**What is being asked**
All that should come back is the lines of the data below from the one containing "Please examine the UI shown here and identify the driveway" to the one containing "Please examine the UI shown here and identify the shrub.", inclusive, exactly as they stand.

[Opening Records to process section]

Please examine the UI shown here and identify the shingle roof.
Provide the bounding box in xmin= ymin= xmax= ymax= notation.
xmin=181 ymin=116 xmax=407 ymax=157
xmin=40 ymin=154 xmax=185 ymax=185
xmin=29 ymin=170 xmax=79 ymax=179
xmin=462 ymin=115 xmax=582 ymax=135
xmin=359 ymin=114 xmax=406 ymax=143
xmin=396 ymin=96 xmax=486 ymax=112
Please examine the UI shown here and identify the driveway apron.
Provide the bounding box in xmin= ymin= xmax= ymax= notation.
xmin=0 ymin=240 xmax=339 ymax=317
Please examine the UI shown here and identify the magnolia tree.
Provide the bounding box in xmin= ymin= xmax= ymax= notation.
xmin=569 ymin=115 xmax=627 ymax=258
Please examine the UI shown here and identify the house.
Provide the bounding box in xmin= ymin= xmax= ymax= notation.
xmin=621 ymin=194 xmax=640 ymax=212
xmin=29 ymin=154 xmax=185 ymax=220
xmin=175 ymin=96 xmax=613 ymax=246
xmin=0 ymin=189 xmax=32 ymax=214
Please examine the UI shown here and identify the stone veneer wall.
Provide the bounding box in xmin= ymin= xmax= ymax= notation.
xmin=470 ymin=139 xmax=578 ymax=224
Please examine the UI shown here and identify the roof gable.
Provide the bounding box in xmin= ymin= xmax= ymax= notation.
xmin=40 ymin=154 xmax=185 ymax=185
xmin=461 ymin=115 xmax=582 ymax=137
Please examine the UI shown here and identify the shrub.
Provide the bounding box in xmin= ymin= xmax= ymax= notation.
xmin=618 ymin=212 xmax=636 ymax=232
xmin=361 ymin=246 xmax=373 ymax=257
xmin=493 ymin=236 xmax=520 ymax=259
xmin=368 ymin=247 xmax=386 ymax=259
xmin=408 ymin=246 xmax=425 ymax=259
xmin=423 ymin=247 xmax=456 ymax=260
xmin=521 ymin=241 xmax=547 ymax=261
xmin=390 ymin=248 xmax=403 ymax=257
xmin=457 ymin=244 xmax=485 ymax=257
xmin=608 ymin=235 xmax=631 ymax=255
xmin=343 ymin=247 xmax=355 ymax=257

[Closing Records to process section]

**Answer for the task**
Please examine the UI shown here and identify the driveway apron.
Provide the bounding box in xmin= ymin= xmax= ymax= notation.
xmin=0 ymin=240 xmax=339 ymax=317
Please examine the UI shown here and identify the magnolia tree.
Provide the bounding box in xmin= ymin= xmax= ymax= notation.
xmin=569 ymin=115 xmax=627 ymax=258
Please examine the UI shown here and identify the house.
Provide the bounding box in xmin= ymin= xmax= ymax= notation.
xmin=621 ymin=194 xmax=640 ymax=212
xmin=29 ymin=154 xmax=185 ymax=220
xmin=175 ymin=96 xmax=613 ymax=246
xmin=0 ymin=189 xmax=32 ymax=214
Please examine the UI shown here and identify the stone veneer wall.
Provide the bounding box in xmin= ymin= xmax= ymax= notation.
xmin=470 ymin=139 xmax=578 ymax=224
Please examine the UI shown here and identify the roof gable.
Provide the bounding box in xmin= ymin= xmax= ymax= notation.
xmin=40 ymin=154 xmax=185 ymax=185
xmin=461 ymin=115 xmax=582 ymax=137
Please examine the UI shown here and identify the shrub.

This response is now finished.